## Task input
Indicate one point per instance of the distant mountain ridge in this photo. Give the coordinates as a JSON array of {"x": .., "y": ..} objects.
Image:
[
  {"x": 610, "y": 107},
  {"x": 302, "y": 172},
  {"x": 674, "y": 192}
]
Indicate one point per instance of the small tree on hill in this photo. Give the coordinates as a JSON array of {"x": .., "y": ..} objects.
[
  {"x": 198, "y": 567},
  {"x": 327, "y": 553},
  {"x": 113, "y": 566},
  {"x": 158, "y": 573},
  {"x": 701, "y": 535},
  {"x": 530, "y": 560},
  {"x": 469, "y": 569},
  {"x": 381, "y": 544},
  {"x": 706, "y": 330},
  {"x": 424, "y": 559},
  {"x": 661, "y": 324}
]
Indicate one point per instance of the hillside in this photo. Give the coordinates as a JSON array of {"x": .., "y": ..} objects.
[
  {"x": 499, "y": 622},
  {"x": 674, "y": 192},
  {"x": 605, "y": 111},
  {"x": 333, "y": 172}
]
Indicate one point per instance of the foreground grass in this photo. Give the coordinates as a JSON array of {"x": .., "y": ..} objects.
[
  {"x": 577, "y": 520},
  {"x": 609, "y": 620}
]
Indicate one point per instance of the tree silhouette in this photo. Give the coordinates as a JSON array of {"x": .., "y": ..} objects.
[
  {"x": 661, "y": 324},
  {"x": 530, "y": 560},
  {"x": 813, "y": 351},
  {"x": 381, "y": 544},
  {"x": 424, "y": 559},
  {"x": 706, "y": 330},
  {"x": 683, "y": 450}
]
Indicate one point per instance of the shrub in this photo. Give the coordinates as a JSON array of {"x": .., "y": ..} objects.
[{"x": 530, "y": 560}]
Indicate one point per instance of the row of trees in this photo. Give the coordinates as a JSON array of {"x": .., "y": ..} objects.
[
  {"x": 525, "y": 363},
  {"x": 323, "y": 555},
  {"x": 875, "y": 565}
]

## The task
Rewrite every row above, swapping "Indicate" for "Mark" and leaving everything else unchanged.

## Exercise solution
Mark one point per instance of the distant mountain ridge in this photo. Give the coordinates as a JSON array of {"x": .., "y": ..} objects.
Image:
[
  {"x": 610, "y": 107},
  {"x": 302, "y": 172},
  {"x": 674, "y": 192}
]
Mark one point per instance of the small tree on hill in this photo. Give the coordinates as a JSON array of {"x": .., "y": ..} objects.
[
  {"x": 198, "y": 567},
  {"x": 327, "y": 553},
  {"x": 113, "y": 566},
  {"x": 158, "y": 573},
  {"x": 701, "y": 535},
  {"x": 530, "y": 560},
  {"x": 469, "y": 569},
  {"x": 381, "y": 544},
  {"x": 706, "y": 330},
  {"x": 424, "y": 559},
  {"x": 661, "y": 324}
]
Mark one point per instance of the hillside in this photo. Give the coordinates as a JSON array of {"x": .., "y": ..} objects.
[
  {"x": 499, "y": 622},
  {"x": 674, "y": 192},
  {"x": 605, "y": 111},
  {"x": 333, "y": 172}
]
Mark one point per instance of the foreground grass in this photo. Give the coordinates as a JSON array of {"x": .., "y": ..} objects.
[
  {"x": 577, "y": 520},
  {"x": 609, "y": 620}
]
Mark one point per instance of the tree silhouette in this photo. Give the coordinates as a JSON array of {"x": .., "y": ..} objects.
[
  {"x": 661, "y": 324},
  {"x": 530, "y": 560},
  {"x": 813, "y": 351},
  {"x": 381, "y": 544},
  {"x": 424, "y": 559},
  {"x": 706, "y": 330},
  {"x": 683, "y": 450}
]
Mark one point per instance of the shrub in this photo. Give the coordinates as a JSON array of {"x": .., "y": ..} objects.
[{"x": 530, "y": 560}]
Mark one point per instance of the row of trees in this photo. Give the coordinates as a JSON array of {"x": .., "y": ..} objects.
[
  {"x": 525, "y": 363},
  {"x": 323, "y": 555},
  {"x": 875, "y": 565}
]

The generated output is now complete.